— begin —
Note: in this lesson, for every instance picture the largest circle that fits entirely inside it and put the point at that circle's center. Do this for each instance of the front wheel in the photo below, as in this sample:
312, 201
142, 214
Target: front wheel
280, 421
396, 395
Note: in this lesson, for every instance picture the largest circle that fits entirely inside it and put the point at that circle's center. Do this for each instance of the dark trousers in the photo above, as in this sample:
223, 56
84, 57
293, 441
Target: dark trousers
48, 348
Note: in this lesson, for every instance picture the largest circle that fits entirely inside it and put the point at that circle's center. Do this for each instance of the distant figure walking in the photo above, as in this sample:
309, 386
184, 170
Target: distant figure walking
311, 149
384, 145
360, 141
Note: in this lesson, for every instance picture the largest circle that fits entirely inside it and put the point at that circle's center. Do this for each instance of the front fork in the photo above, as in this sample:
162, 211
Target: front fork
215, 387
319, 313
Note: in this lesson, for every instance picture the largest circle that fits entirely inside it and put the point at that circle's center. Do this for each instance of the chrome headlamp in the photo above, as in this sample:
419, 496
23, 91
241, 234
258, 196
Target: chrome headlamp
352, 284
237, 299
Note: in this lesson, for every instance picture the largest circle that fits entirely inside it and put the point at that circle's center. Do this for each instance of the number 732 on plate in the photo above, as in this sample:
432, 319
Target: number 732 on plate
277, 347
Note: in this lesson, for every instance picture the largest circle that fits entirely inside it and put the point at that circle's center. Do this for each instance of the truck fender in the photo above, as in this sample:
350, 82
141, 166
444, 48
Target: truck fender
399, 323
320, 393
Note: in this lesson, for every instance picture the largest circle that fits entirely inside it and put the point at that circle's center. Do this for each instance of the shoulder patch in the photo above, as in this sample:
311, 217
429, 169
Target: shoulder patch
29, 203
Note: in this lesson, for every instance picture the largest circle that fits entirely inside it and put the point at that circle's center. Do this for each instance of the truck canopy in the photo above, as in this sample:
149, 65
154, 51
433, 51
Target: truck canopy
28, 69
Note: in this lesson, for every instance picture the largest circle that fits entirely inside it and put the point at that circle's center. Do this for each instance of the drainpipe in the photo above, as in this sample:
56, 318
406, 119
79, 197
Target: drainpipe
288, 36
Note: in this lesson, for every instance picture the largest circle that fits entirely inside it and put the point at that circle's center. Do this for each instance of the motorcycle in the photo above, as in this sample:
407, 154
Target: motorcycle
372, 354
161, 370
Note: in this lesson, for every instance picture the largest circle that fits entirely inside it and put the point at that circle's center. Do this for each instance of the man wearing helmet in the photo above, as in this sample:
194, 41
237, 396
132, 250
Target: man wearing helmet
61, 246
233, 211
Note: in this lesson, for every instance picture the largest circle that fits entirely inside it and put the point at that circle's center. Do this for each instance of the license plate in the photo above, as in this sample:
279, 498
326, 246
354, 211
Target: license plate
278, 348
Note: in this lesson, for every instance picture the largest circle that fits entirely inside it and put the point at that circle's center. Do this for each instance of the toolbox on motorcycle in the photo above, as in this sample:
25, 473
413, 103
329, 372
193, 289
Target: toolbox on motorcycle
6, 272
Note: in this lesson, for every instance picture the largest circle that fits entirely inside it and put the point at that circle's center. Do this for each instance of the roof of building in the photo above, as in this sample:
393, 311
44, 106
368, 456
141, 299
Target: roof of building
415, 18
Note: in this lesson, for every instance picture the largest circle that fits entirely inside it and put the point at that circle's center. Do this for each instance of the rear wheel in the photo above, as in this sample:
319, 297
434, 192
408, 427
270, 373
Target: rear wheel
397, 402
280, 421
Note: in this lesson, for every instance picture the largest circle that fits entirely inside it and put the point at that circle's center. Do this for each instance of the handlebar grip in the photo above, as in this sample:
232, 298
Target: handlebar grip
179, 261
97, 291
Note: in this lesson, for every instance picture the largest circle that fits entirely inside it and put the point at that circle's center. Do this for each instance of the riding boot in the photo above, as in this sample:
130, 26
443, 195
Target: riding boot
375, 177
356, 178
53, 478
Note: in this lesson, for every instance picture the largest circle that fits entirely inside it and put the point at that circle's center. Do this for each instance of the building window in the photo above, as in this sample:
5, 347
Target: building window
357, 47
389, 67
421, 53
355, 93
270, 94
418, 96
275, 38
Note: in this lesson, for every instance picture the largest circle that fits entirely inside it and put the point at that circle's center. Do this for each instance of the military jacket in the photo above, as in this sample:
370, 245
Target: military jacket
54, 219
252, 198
— end —
• **YOUR OBJECTIVE**
Include both ends. Return the line holding "of the handlebar" and all lines after it in the records above, exactly as written.

• **SOLUTION TO THIS EXERCISE**
Note: in this lesson, for every instance picture the largest circle that fits entirely inside it and put the point at that circle's center. Do this for each instance of the handlebar grip in the photo above, as in this sample:
232, 298
Target: handlebar grip
179, 261
97, 291
Note: in this lesson, for every instance picture the largest circle that fits entirely inside it and put the point at that circle's center. Do this for each instance of the riding boot in the photo above, as in this sample:
130, 26
443, 195
Target: riding boot
375, 177
356, 178
53, 478
Note: in this lesson, for every instance picture the largest circle that fits entirely inside it and put the point at that circle's center. Do this for each instance of the building window in the photo above, as in this sample:
5, 347
Target: building window
357, 47
389, 67
421, 53
355, 93
270, 94
418, 96
275, 38
Note: in this lesson, for every instance picture the largest circle that fits entirely inside it and put the point at that circle's center. Do this for each instance of the military jacket in the photo above, as in this sample:
370, 245
Target: military jacket
54, 219
252, 198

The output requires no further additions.